TASK DETAILS:
Restate, word for word, every line of the data.

DATA SHOWN:
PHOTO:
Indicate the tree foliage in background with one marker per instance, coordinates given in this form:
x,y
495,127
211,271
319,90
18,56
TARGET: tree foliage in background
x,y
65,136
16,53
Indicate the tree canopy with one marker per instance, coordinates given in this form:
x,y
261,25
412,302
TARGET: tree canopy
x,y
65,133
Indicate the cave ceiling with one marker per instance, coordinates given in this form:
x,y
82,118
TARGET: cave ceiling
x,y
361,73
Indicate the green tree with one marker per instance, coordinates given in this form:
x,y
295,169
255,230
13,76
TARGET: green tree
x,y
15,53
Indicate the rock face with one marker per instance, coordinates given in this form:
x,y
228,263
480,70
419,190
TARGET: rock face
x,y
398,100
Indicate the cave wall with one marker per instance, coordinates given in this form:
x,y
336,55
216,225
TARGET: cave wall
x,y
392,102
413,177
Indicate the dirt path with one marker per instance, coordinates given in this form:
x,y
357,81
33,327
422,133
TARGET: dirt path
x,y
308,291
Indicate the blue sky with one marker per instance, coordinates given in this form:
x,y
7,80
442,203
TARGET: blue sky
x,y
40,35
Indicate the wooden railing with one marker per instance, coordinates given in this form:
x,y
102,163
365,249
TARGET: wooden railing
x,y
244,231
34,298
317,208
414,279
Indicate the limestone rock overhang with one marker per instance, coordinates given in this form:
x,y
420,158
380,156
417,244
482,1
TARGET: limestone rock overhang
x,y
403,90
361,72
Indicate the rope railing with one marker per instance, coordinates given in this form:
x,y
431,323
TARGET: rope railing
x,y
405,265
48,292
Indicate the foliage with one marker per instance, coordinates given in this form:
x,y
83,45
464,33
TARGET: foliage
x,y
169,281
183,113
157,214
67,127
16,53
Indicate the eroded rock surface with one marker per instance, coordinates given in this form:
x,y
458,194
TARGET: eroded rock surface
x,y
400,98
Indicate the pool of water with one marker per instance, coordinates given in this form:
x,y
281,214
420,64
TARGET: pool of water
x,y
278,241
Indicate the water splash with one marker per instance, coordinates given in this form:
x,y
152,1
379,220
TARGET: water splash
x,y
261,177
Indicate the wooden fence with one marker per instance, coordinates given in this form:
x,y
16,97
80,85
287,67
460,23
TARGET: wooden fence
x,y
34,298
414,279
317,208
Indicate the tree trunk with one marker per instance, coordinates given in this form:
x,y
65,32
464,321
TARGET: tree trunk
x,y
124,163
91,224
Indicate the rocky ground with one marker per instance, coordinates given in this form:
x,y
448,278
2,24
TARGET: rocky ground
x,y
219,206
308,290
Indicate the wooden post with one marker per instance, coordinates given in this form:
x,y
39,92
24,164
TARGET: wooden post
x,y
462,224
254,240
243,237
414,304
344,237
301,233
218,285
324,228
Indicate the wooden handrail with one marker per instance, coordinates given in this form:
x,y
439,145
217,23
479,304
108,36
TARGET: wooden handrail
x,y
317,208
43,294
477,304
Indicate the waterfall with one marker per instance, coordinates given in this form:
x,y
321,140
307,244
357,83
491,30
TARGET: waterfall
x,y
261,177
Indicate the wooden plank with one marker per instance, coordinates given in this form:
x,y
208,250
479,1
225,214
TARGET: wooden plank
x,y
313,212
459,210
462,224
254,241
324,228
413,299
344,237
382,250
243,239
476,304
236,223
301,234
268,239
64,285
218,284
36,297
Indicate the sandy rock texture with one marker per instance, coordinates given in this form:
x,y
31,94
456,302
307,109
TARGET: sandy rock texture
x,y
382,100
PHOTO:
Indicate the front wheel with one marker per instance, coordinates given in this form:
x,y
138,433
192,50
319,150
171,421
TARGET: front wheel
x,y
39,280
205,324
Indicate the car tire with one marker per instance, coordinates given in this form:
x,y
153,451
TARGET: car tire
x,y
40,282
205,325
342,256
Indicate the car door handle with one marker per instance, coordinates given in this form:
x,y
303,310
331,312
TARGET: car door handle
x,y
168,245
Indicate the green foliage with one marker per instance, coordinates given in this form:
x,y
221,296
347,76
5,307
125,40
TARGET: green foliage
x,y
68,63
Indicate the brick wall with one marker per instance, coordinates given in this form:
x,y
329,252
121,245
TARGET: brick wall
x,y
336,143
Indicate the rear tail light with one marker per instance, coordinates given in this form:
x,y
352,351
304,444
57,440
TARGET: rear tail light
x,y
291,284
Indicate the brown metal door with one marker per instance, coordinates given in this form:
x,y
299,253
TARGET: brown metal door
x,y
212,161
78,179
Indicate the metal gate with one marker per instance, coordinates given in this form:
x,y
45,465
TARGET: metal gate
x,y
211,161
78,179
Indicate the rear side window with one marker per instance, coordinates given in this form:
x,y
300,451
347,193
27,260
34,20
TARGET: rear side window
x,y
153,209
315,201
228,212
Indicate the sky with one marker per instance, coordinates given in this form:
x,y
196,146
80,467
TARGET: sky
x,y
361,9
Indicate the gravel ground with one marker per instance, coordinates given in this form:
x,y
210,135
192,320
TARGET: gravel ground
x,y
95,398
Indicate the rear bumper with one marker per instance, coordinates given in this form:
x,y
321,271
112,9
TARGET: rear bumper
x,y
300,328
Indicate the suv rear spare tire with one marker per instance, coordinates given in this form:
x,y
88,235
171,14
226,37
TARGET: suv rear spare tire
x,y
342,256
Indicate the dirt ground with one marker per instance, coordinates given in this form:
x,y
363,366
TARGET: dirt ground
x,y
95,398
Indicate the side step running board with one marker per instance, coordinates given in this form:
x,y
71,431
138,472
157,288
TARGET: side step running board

RESPONSE TO THE TASK:
PHOTO:
Indicate the tree foliage in background with one marker per instance, coordinates given in this form:
x,y
495,127
211,271
319,90
18,56
TARGET: tree foliage in background
x,y
65,136
16,53
Indicate the tree canopy with one marker per instance, coordinates given in this form:
x,y
261,25
412,302
TARGET: tree canopy
x,y
65,133
Indicate the cave ceiling with one marker per instance, coordinates given in this form:
x,y
82,118
TARGET: cave ceiling
x,y
361,73
Indicate the green tree with one marker per instance, coordinates given in this form:
x,y
295,169
255,230
13,76
TARGET: green tree
x,y
15,53
Indicate the rock face with one marker per instance, coordinates given in this form:
x,y
228,263
480,70
419,190
TARGET: rock face
x,y
398,100
Indicate the cave wall with one marker per instance, coordinates given in this form:
x,y
336,55
216,225
TARGET: cave wall
x,y
392,102
413,177
Indicate the dirt path with one marker per instance, coordinates given in this form:
x,y
357,81
33,327
422,133
TARGET: dirt path
x,y
308,291
Indicate the blue sky with one marker per instance, coordinates given in this form:
x,y
7,80
442,203
TARGET: blue sky
x,y
40,35
Indicate the wooden railing with one marker per instance, coordinates given in this form:
x,y
102,163
365,249
TARGET: wooden railing
x,y
244,231
34,298
317,208
414,279
Indicate the limestone rock overhang with one marker per instance, coordinates given in this form:
x,y
420,158
380,156
417,244
482,1
TARGET: limestone rock overhang
x,y
403,90
361,72
Indicate the rope railing with one marker per instance, coordinates given in this form:
x,y
431,323
TARGET: rope railing
x,y
405,265
48,292
Indicate the foliage with one marker per instance, coordinates given in this form:
x,y
83,45
464,33
TARGET: foliage
x,y
169,281
183,113
157,214
67,127
16,53
Indicate the eroded rock surface with one marker per instance, coordinates given in this form:
x,y
458,194
TARGET: eroded rock surface
x,y
400,98
Indicate the pool of water with one marker per instance, coordinates given in this form:
x,y
281,214
420,64
TARGET: pool of water
x,y
278,241
Indicate the water splash with one marker per instance, coordinates given in this form:
x,y
152,1
379,220
TARGET: water splash
x,y
261,177
Indicate the wooden fence with one marker per instance, coordinates given in this form:
x,y
16,97
80,85
287,67
460,23
TARGET: wooden fence
x,y
34,298
414,279
317,208
Indicate the tree trunk with one marker per instance, coordinates given in this form:
x,y
65,32
464,321
TARGET: tree trunk
x,y
124,163
91,224
Indicate the rocky ground with one marker per instance, coordinates given in this form:
x,y
448,278
2,24
TARGET: rocky ground
x,y
219,206
308,290
Indicate the wooden post with one marker per instance, coordinates given in this form:
x,y
39,92
24,164
TARGET: wooden post
x,y
462,224
254,240
243,237
414,304
344,237
301,233
218,285
324,228
Indicate the wooden handrail with one marker per instance, coordinates given in this form:
x,y
439,145
217,23
479,304
108,36
TARGET: wooden handrail
x,y
317,208
43,294
477,304
Indicate the waterfall with one marker per instance, coordinates given in this form:
x,y
321,140
307,244
357,83
491,30
TARGET: waterfall
x,y
261,177
Indicate the wooden plank with one marker per instance, coordinates given in this form:
x,y
208,250
479,1
225,214
TARGET: wooden plank
x,y
313,212
459,210
462,224
254,241
324,228
413,299
344,237
382,250
243,239
476,304
236,223
301,234
268,239
64,285
218,284
36,297
Indicate the sandy rock texture with one marker per instance, coordinates given in this form:
x,y
31,94
456,302
307,109
TARGET: sandy rock texture
x,y
382,100
PHOTO:
Indicate the front wheel with one marker per instance, coordinates given in this form:
x,y
138,433
192,50
319,150
171,421
TARGET: front wheel
x,y
39,280
205,324
Indicate the car tire with one marker per instance, coordinates given in this form:
x,y
153,451
TARGET: car tire
x,y
40,282
205,325
342,256
Indicate the car door handle with one marker per instance, coordinates given in this form:
x,y
303,310
331,312
TARGET: car door handle
x,y
168,245
Indicate the green foliage with one marker per instance, coordinates given in this form:
x,y
221,296
347,76
5,307
125,40
TARGET: green foliage
x,y
68,63
Indicate the brick wall with one marker per instance, coordinates given in this form:
x,y
329,252
121,245
TARGET: brick wall
x,y
336,143
Indicate the rear tail light with one marker per instance, coordinates given in this form:
x,y
352,351
304,444
57,440
TARGET: rear tail light
x,y
291,284
Indicate the brown metal door with one marker per instance, coordinates given in this form:
x,y
299,253
TARGET: brown metal door
x,y
212,161
78,179
Indicate the metal gate with one marker per instance, coordinates given in this form:
x,y
45,465
TARGET: metal gate
x,y
211,161
78,179
Indicate the rear side window with one marker per instance, coordinates given in this form:
x,y
300,451
347,193
27,260
34,20
TARGET: rear side window
x,y
153,209
315,201
228,212
Indicate the sky with one marker per instance, coordinates given in this form:
x,y
196,146
80,467
TARGET: sky
x,y
361,9
Indicate the gravel ground with one marker per instance, coordinates given in this form:
x,y
210,135
192,320
TARGET: gravel ground
x,y
95,398
Indicate the rear bumper with one marker per instance, coordinates given in this form:
x,y
321,271
112,9
TARGET: rear bumper
x,y
300,328
Indicate the suv rear spare tire with one marker per instance, coordinates given in this form:
x,y
88,235
171,14
226,37
TARGET: suv rear spare tire
x,y
342,256
Indicate the dirt ground with one marker per instance, coordinates given in this form:
x,y
363,366
TARGET: dirt ground
x,y
95,398
Indicate the side step running board with one marker per instance, coordinates given in this form:
x,y
71,431
138,472
157,288
TARGET: side step running board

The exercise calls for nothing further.